## SHORT PROBLEM
Send back the records in full, character for character.

## RECORD EXCERPTS
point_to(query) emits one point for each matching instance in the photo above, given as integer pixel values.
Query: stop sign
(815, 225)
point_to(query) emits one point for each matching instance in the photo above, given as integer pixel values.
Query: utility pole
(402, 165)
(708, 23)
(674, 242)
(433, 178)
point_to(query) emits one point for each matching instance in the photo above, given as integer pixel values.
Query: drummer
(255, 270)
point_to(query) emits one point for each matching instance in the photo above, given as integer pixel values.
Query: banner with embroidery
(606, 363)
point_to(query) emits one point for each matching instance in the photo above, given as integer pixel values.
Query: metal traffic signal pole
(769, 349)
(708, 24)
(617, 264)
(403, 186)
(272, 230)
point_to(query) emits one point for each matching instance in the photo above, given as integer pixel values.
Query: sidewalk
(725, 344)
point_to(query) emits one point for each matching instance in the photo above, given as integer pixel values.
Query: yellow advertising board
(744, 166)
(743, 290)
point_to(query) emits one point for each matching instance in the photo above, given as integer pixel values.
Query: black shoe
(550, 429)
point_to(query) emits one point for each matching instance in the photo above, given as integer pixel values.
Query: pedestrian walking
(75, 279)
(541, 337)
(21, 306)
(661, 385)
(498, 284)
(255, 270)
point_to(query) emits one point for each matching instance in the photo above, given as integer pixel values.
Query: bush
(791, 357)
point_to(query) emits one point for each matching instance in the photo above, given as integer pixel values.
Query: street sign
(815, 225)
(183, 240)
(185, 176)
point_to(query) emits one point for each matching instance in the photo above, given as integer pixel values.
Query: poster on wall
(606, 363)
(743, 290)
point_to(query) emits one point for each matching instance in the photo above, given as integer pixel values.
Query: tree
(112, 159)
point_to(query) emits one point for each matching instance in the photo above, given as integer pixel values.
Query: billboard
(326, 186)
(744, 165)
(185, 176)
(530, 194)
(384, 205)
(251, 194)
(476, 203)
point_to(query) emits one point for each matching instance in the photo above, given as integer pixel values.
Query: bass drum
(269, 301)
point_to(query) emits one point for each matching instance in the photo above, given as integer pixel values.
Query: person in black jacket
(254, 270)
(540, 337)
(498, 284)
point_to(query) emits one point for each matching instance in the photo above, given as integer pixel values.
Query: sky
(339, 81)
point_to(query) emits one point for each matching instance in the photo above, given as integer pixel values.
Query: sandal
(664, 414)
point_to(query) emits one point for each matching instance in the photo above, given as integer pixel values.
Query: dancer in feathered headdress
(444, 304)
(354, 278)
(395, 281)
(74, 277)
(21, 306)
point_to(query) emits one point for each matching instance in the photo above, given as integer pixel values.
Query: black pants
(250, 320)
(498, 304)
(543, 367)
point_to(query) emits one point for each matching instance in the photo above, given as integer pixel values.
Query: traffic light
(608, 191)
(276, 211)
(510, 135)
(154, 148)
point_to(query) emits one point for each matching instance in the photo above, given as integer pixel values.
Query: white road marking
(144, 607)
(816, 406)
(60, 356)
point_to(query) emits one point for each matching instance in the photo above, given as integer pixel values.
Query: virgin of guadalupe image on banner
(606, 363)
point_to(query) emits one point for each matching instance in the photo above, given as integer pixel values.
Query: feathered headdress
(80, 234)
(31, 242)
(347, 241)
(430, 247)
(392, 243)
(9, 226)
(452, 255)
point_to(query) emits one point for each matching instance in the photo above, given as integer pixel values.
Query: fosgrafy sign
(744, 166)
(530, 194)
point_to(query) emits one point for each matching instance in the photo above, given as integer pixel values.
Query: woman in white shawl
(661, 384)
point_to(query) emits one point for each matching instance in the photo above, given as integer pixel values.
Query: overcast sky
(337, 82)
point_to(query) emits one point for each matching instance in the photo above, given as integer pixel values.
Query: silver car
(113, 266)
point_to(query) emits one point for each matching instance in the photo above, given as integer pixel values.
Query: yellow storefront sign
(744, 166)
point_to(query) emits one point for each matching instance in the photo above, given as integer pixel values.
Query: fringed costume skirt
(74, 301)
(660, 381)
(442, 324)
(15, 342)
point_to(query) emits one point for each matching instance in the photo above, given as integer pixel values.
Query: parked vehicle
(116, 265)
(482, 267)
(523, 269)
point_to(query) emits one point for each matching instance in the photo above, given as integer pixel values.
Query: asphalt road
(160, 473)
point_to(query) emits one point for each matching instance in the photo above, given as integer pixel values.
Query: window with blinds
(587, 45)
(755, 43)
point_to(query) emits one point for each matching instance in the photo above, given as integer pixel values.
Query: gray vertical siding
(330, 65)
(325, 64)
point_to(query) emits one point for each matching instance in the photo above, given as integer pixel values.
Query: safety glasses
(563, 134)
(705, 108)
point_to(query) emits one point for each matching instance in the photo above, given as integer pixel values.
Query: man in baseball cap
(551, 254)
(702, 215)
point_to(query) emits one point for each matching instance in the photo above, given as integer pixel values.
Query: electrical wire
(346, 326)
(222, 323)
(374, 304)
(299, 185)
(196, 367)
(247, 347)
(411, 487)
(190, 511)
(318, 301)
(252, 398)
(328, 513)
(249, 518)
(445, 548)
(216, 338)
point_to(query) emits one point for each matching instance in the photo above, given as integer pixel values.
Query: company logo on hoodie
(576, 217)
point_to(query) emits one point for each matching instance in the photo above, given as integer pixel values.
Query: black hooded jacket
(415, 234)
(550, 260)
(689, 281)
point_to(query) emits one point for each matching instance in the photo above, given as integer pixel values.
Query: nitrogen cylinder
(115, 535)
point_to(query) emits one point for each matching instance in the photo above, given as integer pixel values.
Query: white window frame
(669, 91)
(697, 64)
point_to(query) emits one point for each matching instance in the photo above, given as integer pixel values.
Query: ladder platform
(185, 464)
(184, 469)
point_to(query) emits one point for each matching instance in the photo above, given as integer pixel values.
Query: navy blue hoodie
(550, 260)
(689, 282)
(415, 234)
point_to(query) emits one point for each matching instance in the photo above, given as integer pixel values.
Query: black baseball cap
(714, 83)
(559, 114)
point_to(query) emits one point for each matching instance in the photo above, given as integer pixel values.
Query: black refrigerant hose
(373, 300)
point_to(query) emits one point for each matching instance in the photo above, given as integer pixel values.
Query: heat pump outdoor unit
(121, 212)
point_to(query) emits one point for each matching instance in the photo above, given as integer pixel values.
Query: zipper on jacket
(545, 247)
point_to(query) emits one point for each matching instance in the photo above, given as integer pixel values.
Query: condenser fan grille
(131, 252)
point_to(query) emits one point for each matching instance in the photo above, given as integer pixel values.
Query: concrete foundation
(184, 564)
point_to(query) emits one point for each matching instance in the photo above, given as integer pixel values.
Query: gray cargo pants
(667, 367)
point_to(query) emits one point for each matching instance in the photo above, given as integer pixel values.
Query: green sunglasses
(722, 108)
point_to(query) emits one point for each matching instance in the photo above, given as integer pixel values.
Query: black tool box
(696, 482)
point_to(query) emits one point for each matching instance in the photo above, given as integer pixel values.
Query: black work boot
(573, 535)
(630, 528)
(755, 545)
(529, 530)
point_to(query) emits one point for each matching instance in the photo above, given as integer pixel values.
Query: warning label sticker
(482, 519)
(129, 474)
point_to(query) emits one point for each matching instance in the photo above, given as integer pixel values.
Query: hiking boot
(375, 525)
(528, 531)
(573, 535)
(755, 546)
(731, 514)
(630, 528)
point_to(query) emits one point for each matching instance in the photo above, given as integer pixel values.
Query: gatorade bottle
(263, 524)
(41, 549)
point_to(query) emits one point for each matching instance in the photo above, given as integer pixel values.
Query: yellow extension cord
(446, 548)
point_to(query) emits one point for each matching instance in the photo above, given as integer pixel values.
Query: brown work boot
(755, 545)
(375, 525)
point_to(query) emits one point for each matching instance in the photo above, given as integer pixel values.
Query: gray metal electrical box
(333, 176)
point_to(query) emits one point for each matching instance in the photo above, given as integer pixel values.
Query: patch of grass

## THE RESULT
point_to(query) emits one point for each matching instance in the photo above, given as integer pixel values.
Query: stop sign
(815, 225)
point_to(query) emits one point for each matching instance in the photo above, given as integer pixel values.
Query: utility pole
(402, 165)
(708, 23)
(674, 242)
(433, 178)
point_to(query) emits one point for each matching instance in the photo above, given as integer pixel values.
Query: drummer
(255, 270)
point_to(query) emits one point for each matching instance in the photo above, given as integer pixel values.
Query: banner with embroidery
(606, 363)
point_to(query) emits one point for each matching instance in the photo above, given as integer pixel values.
Query: metal traffic signal pole
(769, 349)
(708, 24)
(617, 264)
(403, 186)
(272, 230)
point_to(query) emits one point for each matching instance in the photo above, given as integer pixel values.
Query: sidewalk
(725, 344)
point_to(query) emits one point for each matching instance in the photo above, given as integer pixel values.
Query: yellow advertising board
(744, 166)
(743, 290)
point_to(query) emits one point for each matching instance in the photo above, given as integer pixel values.
Query: black shoe
(550, 429)
point_to(query) emits one point for each matching instance in the photo above, given as integer pixel values.
Query: pedestrian walking
(75, 279)
(541, 337)
(21, 306)
(661, 385)
(498, 284)
(255, 270)
point_to(query) emits one point for each matching instance in the photo above, given as integer pixel values.
Query: bush
(791, 357)
point_to(query) emits one point for each matching instance in the photo above, given as integer pixel values.
Query: street sign
(815, 225)
(183, 240)
(185, 176)
point_to(query) emits one point for each matching instance in the photo above, given as integer pixel values.
Query: poster on wall
(606, 363)
(743, 290)
point_to(query) emits one point for each matching instance in the photo above, given as integer pixel values.
Query: tree
(112, 159)
point_to(query) emits one point for each matching instance in the photo above, given as integer pixel values.
Query: billboard
(326, 186)
(744, 165)
(185, 176)
(530, 194)
(384, 205)
(251, 194)
(476, 203)
point_to(query) emits one point for each matching instance in the photo above, given as integer pixel values.
Query: bass drum
(269, 301)
point_to(query) emits one point for each matching instance in the photo above, given as integer pixel values.
Query: person in black jacket
(254, 270)
(540, 337)
(498, 284)
point_to(query) emits one point for each matching instance in the photo above, given as integer pixel values.
Query: sky
(339, 81)
point_to(query) emits one point for each matching instance in the photo above, given as integer pixel values.
Query: sandal
(664, 414)
point_to(query) emits one point for each matching instance in the photo above, given as integer pixel values.
Query: dancer in feathered headdress
(444, 304)
(354, 278)
(395, 281)
(74, 277)
(21, 306)
point_to(query) emits one point for each matching instance in the photo above, given as integer pixel values.
Query: black pants
(250, 320)
(498, 304)
(543, 367)
point_to(query) emits one point for each matching instance in the photo above, given as integer pixel values.
Query: traffic light
(608, 191)
(276, 211)
(510, 135)
(154, 148)
point_to(query) emits one point for each matching instance in the photo above, given as integer pixel values.
Query: white road marking
(144, 607)
(816, 406)
(60, 356)
point_to(query) emits one point for each matching instance in the photo above, given as integer pixel values.
Query: virgin of guadalupe image on banner
(606, 363)
point_to(query) emits one point for each matching instance in the photo above, given as integer pixel values.
Query: feathered headdress
(80, 234)
(31, 242)
(347, 241)
(430, 247)
(392, 243)
(9, 226)
(452, 255)
point_to(query) emits one point for each matching instance in the photo above, given as integer pixel values.
Query: fosgrafy sign
(744, 166)
(530, 194)
point_to(query) emits one point for each matching instance in the photo above, given as integer pixel values.
Query: woman in white shawl
(661, 384)
point_to(query) emits one point for each matching instance in the photo above, given as integer pixel values.
Query: overcast sky
(337, 82)
point_to(query) emits one point for each matching instance in the photo above, given as integer pixel values.
Query: silver car
(113, 266)
point_to(query) emits one point for each matching instance in the photo above, given as integer pixel values.
Query: yellow storefront sign
(744, 166)
point_to(query) emits one point for each matching instance in the photo above, given as integer pixel values.
Query: fringed costume skirt
(74, 301)
(660, 381)
(442, 324)
(15, 342)
point_to(query) emits one point for each matching instance in the photo above, given as integer pixel values.
Query: parked vehicle
(116, 265)
(482, 267)
(523, 269)
point_to(query) emits one point for each matching instance in the photo above, given as integer pixel values.
Query: asphalt road
(160, 473)
point_to(query) emits one point for each matching instance in the photo above, given as integer pixel values.
Query: window with blinds
(587, 45)
(755, 43)
point_to(query) emits one point for each matching instance in the photo above, given as integer pixel values.
Query: gray vertical siding
(330, 65)
(325, 64)
point_to(query) emits one point for each matching instance in the photo above, given as integer pixel values.
Query: safety glasses
(563, 134)
(705, 108)
point_to(query) emits one point for each matching instance in the photo above, given as integer pixel values.
Query: man in baseball cap
(551, 254)
(702, 215)
point_to(query) emits one point for each matching instance in the photo above, given as integer pixel values.
Query: electrical wire
(346, 326)
(222, 323)
(374, 304)
(299, 185)
(196, 367)
(247, 347)
(411, 487)
(190, 511)
(318, 301)
(252, 398)
(328, 513)
(249, 518)
(445, 548)
(216, 338)
point_to(query) emits one point for each matching instance in the photo above, given as integer pixel values.
Query: company logo on hoodie
(576, 217)
point_to(query) emits one point for each matching instance in the photo above, given as integer pixel values.
Query: black hooded jacket
(415, 234)
(550, 260)
(689, 281)
point_to(query) emits one point for each matching instance in the photo above, given as integer pixel values.
Query: nitrogen cylinder
(115, 535)
point_to(query) emits one point for each matching instance in the photo above, given as integer pixel values.
Query: white window frame
(669, 91)
(697, 64)
point_to(query) emits one point for each matching instance in the photo above, given as integer pixel values.
Query: ladder platform
(185, 464)
(184, 469)
point_to(query) emits one point for each matching instance in the photo above, given as integer pixel values.
Query: navy blue hoodie
(550, 260)
(689, 282)
(415, 234)
point_to(query) emits one point for each matching instance in the photo above, given as integer pixel values.
Query: black baseball cap
(714, 83)
(559, 114)
point_to(query) emits one point for each matching instance in the photo above, given as integer pixel values.
Query: black refrigerant hose
(373, 300)
point_to(query) emits one point for each matching instance in the photo above, given as integer pixel values.
Query: heat pump outdoor unit
(121, 212)
point_to(query) emits one point for each matching instance in the photo above, given as integer pixel values.
Query: zipper on jacket
(545, 247)
point_to(query) emits one point for each matching instance in the photo above, given as integer pixel values.
Query: condenser fan grille
(131, 252)
point_to(query) emits one point for each matching instance in the photo above, given as integer pixel values.
Query: concrete foundation
(184, 564)
point_to(query) emits one point for each matching instance in the photo above, given as integer pixel values.
Query: gray cargo pants
(667, 367)
point_to(query) emits one point for each matching instance in the photo above, given as integer pixel values.
Query: green sunglasses
(722, 108)
point_to(query) emits one point for each matching instance in the photo above, given as integer pixel values.
Query: black tool box
(696, 482)
point_to(query) emits one point for each matching instance in the photo above, given as integer pixel values.
Query: black work boot
(573, 535)
(630, 528)
(755, 545)
(529, 530)
point_to(query) emits one point for each matching instance in the photo above, given as integer pixel values.
Query: warning label sticker
(482, 519)
(129, 474)
point_to(query) emits one point for each matching instance in the photo above, given as integer pixel values.
Query: hiking boot
(375, 525)
(528, 531)
(573, 535)
(755, 546)
(731, 514)
(630, 528)
point_to(query) emits one point for each matching instance in the photo above, given as integer pixel values.
Query: gatorade bottle
(263, 524)
(41, 549)
point_to(query) emits one point for each matching instance in the photo above, given as integer pixel values.
Query: yellow extension cord
(446, 548)
point_to(query) emits one point for each matching instance in the photo above, given as integer pixel values.
Query: brown work boot
(755, 545)
(375, 525)
point_to(query) emits one point for each matching instance in the photo above, given as integer pixel values.
Query: gray metal electrical box
(333, 176)
point_to(query) emits one point for each matching instance in the photo above, given as integer pixel values.
Query: patch of grass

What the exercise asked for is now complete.